Task objective: Copy the entries below, from the line holding "Where can the long brown" through the last line, both included. In that copy, replace "lower lip" with "upper lip" and keep everything else unchanged.

Records provided:
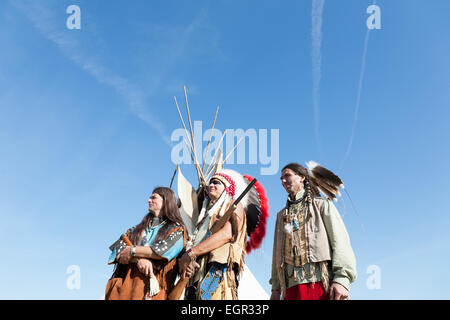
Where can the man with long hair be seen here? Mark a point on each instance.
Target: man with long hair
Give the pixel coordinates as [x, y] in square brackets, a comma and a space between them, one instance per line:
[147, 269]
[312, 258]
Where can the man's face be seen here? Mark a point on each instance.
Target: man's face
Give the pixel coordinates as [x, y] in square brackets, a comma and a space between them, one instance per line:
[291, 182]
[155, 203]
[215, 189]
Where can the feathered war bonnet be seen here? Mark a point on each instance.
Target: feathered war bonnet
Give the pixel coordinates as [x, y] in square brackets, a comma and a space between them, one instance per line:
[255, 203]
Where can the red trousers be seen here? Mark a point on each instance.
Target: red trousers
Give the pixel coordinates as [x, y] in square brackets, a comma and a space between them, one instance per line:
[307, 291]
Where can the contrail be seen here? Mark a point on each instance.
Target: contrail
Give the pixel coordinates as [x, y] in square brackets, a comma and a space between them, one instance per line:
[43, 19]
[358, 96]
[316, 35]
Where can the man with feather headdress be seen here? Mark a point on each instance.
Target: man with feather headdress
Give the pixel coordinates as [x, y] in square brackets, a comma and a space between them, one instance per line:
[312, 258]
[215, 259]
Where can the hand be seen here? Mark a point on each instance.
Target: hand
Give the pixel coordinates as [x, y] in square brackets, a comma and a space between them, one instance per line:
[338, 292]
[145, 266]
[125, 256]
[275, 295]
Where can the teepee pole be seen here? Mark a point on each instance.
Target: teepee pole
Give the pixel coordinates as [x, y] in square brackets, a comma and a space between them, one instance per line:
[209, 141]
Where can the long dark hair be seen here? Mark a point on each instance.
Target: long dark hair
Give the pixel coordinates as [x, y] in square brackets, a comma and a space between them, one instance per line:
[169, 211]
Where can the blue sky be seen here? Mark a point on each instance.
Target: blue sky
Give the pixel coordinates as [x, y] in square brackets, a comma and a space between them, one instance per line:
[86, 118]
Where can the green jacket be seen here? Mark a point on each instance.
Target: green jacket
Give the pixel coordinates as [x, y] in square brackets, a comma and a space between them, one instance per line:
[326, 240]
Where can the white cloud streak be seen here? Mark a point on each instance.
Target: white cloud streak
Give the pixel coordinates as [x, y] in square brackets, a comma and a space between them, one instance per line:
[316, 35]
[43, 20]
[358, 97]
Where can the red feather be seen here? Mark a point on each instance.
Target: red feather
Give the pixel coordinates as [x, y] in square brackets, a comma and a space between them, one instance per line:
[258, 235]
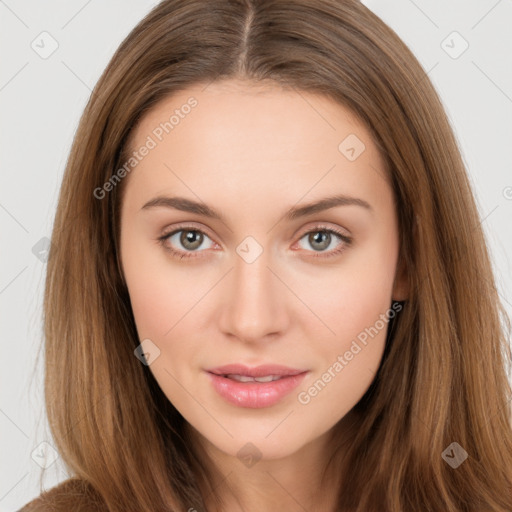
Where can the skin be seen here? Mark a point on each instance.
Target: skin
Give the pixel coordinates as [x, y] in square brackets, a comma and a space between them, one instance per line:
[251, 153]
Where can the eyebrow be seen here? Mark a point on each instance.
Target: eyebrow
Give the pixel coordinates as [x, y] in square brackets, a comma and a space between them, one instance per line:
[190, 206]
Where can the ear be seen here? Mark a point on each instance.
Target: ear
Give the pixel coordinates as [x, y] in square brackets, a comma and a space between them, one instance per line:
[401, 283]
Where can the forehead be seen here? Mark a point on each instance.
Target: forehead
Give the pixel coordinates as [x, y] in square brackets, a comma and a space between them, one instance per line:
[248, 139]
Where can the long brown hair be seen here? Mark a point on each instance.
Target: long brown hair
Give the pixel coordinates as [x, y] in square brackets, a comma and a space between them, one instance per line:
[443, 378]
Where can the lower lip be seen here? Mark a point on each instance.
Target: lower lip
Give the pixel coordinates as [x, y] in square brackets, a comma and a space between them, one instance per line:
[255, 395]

Completed task:
Where can the long brown hair be seen here? Mark a point on each instance.
Target: long brown hair
Give the pixel coordinates as [x, y] in square brackets, a comma and a space between them, one instance per line:
[443, 378]
Where can the upper lip be seen here? Mark a point on each instance.
Target: upper lip
Give the pixel coordinates as [x, y] in square brackets, a comma and a space between them, one instance per line:
[255, 395]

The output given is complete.